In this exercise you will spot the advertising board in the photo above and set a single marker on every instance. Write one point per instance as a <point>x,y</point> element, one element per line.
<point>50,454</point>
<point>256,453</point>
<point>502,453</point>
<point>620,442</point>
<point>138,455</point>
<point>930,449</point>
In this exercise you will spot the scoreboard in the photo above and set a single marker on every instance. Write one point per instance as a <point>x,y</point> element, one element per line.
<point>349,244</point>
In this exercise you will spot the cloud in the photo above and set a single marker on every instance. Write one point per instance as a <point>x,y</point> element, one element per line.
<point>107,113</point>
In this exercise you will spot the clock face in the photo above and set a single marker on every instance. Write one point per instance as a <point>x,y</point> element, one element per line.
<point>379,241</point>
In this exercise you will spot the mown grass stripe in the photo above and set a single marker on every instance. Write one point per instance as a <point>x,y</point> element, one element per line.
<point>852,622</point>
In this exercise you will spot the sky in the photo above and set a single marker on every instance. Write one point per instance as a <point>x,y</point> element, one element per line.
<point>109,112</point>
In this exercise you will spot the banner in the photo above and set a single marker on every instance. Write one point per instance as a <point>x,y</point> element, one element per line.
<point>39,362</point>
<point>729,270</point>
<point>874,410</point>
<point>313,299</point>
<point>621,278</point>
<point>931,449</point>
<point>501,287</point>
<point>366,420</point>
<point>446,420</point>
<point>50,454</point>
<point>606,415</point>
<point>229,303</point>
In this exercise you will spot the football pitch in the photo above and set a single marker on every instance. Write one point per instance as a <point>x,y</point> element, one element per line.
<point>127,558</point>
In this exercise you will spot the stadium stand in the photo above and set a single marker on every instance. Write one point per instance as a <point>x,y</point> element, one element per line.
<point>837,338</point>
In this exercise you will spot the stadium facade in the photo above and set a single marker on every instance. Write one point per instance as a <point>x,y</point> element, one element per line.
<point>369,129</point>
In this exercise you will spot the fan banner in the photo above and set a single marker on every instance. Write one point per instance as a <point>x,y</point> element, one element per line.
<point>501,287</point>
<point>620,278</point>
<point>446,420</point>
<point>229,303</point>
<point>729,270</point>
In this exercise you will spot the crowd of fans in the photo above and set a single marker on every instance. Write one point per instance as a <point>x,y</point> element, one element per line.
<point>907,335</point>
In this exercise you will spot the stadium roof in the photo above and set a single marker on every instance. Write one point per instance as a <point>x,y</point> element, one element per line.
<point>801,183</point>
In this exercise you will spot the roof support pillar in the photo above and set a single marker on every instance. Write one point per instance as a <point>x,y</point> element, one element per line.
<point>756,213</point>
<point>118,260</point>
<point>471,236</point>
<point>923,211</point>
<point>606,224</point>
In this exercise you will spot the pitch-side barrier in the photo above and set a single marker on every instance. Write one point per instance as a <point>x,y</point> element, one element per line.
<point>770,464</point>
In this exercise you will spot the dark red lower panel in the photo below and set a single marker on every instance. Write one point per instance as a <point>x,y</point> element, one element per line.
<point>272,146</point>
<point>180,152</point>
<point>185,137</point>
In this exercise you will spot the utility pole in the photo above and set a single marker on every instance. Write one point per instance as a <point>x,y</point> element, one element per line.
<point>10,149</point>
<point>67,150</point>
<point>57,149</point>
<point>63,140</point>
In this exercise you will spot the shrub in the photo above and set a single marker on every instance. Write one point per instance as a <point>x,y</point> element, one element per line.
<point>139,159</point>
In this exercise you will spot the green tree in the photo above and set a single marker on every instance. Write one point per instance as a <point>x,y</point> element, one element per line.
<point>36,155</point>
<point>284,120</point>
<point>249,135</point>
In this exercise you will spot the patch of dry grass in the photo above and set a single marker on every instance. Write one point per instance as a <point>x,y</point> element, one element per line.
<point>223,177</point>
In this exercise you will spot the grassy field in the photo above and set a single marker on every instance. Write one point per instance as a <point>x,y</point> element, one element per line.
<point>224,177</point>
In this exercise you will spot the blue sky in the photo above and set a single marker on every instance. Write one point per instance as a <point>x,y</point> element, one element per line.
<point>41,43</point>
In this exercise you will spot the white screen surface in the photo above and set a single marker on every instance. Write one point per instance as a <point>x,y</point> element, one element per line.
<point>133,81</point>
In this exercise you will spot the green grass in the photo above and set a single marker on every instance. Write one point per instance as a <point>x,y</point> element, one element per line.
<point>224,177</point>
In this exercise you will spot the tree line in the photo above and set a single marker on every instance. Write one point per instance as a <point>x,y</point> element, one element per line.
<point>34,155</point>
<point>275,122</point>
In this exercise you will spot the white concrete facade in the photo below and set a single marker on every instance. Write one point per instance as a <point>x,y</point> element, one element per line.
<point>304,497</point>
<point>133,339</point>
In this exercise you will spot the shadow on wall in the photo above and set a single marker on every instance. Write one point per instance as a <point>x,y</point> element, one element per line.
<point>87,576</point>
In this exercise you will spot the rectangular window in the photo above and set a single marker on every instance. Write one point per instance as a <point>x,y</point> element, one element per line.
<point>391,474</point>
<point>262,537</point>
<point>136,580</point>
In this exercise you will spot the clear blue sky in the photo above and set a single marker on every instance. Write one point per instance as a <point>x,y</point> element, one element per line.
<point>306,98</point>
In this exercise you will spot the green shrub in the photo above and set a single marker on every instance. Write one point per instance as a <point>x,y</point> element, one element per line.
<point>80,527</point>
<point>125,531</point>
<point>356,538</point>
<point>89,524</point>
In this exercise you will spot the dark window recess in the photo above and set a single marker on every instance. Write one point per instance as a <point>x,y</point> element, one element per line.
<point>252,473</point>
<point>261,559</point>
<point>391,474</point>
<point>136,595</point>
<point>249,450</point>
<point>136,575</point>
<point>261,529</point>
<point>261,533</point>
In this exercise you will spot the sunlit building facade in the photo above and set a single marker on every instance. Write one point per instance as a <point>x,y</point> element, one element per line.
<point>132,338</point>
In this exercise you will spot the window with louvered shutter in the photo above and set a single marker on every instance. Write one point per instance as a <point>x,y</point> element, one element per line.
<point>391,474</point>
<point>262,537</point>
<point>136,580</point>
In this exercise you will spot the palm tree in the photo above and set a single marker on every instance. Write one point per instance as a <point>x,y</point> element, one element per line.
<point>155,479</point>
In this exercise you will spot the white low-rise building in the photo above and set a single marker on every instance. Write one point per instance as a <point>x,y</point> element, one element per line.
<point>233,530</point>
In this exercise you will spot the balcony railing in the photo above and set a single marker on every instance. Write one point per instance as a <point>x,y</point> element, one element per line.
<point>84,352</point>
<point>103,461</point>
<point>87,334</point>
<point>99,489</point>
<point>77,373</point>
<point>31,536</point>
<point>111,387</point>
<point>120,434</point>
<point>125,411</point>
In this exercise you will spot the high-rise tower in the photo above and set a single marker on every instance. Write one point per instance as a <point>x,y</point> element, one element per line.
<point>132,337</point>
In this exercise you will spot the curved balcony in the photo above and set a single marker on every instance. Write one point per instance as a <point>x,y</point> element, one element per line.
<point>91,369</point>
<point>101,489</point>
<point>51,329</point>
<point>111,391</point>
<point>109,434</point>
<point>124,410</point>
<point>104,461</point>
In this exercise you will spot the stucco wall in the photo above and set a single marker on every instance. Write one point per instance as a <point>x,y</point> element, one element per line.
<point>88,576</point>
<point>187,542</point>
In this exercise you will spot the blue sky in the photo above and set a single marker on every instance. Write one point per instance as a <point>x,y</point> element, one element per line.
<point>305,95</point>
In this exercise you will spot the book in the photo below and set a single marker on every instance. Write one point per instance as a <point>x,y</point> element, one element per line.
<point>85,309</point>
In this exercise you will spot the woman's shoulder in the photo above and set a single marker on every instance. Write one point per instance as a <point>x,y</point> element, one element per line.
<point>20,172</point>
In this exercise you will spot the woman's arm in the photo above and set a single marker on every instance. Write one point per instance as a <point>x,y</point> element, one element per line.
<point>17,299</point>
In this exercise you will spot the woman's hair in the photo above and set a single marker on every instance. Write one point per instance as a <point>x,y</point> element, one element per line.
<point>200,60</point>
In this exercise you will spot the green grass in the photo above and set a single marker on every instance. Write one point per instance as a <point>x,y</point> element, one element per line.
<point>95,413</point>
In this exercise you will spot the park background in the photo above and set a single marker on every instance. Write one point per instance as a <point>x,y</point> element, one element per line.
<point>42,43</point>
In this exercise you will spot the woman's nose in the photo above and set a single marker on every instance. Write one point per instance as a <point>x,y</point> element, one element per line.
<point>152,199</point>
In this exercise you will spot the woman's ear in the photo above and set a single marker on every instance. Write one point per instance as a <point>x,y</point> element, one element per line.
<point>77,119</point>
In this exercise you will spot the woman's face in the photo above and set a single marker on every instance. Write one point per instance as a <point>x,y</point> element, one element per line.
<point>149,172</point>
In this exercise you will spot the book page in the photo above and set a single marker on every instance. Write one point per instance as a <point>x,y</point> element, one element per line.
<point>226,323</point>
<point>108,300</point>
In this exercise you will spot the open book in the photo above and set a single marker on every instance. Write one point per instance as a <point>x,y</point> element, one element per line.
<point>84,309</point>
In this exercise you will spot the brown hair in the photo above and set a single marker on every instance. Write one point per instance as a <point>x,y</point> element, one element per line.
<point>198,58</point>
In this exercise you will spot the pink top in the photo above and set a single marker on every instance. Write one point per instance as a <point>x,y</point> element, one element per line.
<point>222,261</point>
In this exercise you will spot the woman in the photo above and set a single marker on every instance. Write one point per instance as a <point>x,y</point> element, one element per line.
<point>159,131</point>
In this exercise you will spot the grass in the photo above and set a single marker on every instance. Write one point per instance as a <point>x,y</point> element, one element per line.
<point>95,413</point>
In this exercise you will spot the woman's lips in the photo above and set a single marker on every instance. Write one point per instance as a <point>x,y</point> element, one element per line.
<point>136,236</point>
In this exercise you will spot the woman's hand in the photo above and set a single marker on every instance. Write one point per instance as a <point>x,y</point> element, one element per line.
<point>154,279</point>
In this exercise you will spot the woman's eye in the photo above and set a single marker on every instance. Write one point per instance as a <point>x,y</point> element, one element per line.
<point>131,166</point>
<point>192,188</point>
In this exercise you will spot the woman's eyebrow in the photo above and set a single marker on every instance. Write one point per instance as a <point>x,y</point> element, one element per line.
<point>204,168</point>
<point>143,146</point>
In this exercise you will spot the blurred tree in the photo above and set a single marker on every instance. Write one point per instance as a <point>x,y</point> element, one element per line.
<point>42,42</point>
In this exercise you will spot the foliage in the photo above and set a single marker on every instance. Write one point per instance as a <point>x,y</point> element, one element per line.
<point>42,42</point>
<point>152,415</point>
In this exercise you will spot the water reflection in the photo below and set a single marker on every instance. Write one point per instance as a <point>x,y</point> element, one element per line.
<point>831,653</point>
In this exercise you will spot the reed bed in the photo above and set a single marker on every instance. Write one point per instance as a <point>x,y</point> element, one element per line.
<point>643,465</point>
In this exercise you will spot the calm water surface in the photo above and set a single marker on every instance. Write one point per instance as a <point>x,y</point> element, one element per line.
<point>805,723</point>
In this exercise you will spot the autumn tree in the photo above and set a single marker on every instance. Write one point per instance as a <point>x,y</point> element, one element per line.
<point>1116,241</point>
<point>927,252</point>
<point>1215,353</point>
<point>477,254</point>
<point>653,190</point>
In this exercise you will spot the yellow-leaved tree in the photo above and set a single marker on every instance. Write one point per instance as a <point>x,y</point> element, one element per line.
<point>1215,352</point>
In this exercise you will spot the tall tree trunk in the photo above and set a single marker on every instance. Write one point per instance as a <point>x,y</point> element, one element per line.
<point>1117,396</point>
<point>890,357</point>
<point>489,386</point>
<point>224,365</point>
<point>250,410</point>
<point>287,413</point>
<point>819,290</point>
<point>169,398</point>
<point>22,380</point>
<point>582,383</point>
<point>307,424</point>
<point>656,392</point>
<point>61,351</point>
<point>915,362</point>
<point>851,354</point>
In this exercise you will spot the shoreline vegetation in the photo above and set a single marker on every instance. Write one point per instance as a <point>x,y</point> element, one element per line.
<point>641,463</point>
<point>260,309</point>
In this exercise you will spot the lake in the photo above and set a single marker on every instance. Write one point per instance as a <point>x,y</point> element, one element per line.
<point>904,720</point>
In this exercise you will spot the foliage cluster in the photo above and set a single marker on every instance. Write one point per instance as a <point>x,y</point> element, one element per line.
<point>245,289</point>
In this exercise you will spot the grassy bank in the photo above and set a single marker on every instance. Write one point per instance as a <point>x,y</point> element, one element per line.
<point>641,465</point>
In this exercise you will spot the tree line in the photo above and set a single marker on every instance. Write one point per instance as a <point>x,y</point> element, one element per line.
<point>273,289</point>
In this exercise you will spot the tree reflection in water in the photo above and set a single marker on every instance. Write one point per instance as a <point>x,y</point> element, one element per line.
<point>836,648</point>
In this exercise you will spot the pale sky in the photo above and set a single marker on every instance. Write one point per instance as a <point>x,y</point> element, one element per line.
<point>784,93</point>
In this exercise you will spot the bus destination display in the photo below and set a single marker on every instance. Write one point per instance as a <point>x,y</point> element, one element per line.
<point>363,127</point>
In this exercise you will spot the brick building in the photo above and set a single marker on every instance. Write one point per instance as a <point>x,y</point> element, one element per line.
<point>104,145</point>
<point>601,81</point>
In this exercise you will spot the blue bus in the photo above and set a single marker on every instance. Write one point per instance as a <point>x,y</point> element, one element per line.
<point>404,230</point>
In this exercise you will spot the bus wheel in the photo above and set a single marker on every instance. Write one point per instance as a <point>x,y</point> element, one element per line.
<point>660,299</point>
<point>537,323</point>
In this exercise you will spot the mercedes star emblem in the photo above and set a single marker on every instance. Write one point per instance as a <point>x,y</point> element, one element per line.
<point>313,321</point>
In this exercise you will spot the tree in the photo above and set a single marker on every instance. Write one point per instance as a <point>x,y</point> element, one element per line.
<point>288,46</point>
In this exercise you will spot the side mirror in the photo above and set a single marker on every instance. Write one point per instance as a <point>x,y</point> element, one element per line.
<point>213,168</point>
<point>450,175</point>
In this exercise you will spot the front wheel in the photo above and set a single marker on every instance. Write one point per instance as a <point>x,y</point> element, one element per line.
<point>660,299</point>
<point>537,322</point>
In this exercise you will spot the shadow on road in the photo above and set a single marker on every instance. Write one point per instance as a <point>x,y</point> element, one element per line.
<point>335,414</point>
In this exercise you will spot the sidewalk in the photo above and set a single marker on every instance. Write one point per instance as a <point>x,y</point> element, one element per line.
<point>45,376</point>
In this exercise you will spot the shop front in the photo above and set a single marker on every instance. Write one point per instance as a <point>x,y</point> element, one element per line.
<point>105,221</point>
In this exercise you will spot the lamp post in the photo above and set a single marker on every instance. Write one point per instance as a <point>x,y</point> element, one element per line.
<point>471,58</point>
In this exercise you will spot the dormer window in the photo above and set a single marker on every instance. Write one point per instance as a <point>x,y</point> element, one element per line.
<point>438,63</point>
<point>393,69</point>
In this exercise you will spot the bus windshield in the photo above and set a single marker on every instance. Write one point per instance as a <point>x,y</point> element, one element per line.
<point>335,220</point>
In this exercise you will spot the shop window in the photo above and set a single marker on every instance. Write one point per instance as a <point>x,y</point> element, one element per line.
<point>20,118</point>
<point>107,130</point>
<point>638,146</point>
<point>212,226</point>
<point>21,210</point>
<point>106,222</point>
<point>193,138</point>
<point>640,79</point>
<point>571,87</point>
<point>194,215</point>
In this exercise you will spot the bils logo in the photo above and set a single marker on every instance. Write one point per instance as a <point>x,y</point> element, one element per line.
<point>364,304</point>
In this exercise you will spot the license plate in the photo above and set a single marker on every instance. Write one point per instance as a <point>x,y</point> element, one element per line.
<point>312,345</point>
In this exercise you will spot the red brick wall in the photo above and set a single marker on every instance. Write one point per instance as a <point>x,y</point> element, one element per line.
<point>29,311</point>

-*-*-

TASK REQUIREMENTS
Rewrite the lines from the one containing "In this exercise you will spot the calm" through the one containing "<point>805,723</point>", inclusive, swapping "calm water surface" for "still water surface" and leaving everything else unchanged.

OUTPUT OF THE EXERCISE
In this exercise you will spot the still water surface in the photo above and set a single marker on every instance. Write one point per instance as a <point>x,y</point> element, one element per line.
<point>805,723</point>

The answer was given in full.